Reproduce the section of the sampling test specification that starts at "SS2. Forward-Backward Separation" and ends at "Extension Points SS5.4).".

■ **Reading text**
=====

SS1.3 backward_tree_source Conformance

Test Name	Input Scenario	Expected Observable Behavior	Variant
`test_sampling_insample_backward_tree_source`	InSample variant with seed=42.	Returns `BackwardTreeSource::UserProvidedPAR`. The opening tree is generated from the user-supplied PAR parameters (`inflow_seasonal_stats.parquet` and `inflow_ar_coefficients.parquet`).	InSample
`test_sampling_external_backward_tree_source`	External variant with `selection_mode = Random`.	Returns `BackwardTreeSource::FittedToExternalData`. The opening tree is generated from a PAR model fitted to the external scenario data (`external_scenarios.parquet`), so backward branchings reflect the statistical properties of the forward scenarios.	External
`test_sampling_historical_backward_tree_source`	Historical variant.	Returns `BackwardTreeSource::FittedToHistoricalData`. The opening tree is generated from a PAR model fitted to the historical inflow data (`inflow_history.parquet`).	Historical

SS1.4 Edge Cases

Test Name	Input Scenario	Expected Observable Behavior	Variant
`test_sampling_insample_sample_forward_single_stage`	Modified fixture: 1 stage, 2 hydros, 5 openings. InSample with seed=42. Call `sample_forward(stage_id=0, scenario_index=0, rng)` where RNG draws index $j = 3$ .	Returns `NoiseVector { values: [1.1, 0.8] }` (opening 3, stage 0 from the shared fixture opening tree). Single-stage operation is a valid degenerate case – the forward pass visits exactly one stage per trajectory.	InSample
`test_sampling_external_sample_forward_sequential_cycling`	Shared fixture with 3 external scenarios. External with `selection_mode = Sequential`. Call `sample_forward(stage_id=0, scenario_index=4, rng)`. Sequential mode selects scenario $4 mod 3 = 1$ . Noise inversion for external scenario 1, stage 0: hydro 0: $(88.0 - 100.0) /10.0 = - 1.2$ , hydro 1: $(180.0 - 200.0) /20.0 = - 1.0$ .	Returns `NoiseVector { values: [-1.2, -1.0] }`. When `scenario_index` exceeds the external scenario count, sequential mode wraps around using modular arithmetic. Scenario 4 maps to the same data as scenario 1.	External

SS2. Forward-Backward Separation Tests

These tests verify the most critical invariant of the sampling scheme abstraction: the backward pass ALWAYS uses the fixed opening tree, regardless of the forward sampling scheme (Sampling Scheme Trait SS5, Scenario Generation SS3.1, Extension Points SS5.4).

=====

■ **Information supplied**
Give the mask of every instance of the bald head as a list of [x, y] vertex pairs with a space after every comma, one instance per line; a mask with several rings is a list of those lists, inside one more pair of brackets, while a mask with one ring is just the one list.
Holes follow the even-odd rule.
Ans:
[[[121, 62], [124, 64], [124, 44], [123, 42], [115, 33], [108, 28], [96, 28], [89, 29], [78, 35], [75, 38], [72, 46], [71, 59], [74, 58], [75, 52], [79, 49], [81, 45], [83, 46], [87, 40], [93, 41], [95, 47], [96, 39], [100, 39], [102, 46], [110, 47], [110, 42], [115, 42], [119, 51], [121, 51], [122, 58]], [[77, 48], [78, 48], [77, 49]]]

=====

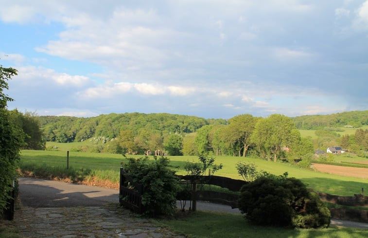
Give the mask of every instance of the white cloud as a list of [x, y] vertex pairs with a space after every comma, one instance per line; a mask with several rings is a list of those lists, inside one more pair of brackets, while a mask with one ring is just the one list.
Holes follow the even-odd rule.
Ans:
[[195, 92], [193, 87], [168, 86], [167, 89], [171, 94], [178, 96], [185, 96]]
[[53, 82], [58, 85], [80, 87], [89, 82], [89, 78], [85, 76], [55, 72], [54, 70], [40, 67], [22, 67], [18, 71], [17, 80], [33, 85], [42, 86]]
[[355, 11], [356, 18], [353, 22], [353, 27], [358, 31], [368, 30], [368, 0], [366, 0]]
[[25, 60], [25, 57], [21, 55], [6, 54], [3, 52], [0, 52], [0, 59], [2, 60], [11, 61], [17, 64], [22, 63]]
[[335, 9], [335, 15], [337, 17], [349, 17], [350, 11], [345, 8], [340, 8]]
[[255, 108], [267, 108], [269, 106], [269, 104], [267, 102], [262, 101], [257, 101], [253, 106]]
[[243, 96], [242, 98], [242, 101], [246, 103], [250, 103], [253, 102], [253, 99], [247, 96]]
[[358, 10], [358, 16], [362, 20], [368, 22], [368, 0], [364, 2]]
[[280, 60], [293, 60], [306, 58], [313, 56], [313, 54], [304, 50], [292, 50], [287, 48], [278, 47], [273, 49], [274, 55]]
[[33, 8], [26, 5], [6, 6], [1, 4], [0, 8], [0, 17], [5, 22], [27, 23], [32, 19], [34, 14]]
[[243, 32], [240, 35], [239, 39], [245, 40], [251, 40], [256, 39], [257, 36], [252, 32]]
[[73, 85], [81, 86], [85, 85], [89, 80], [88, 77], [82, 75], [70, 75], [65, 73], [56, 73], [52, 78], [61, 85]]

=====

■ **Written reply**
SS2. Forward-Backward Separation Tests

These tests verify the most critical invariant of the sampling scheme abstraction: the backward pass ALWAYS uses the fixed opening tree, regardless of the forward sampling scheme (Sampling Scheme Trait SS5, Scenario Generation SS3.1, Extension Points SS5.4).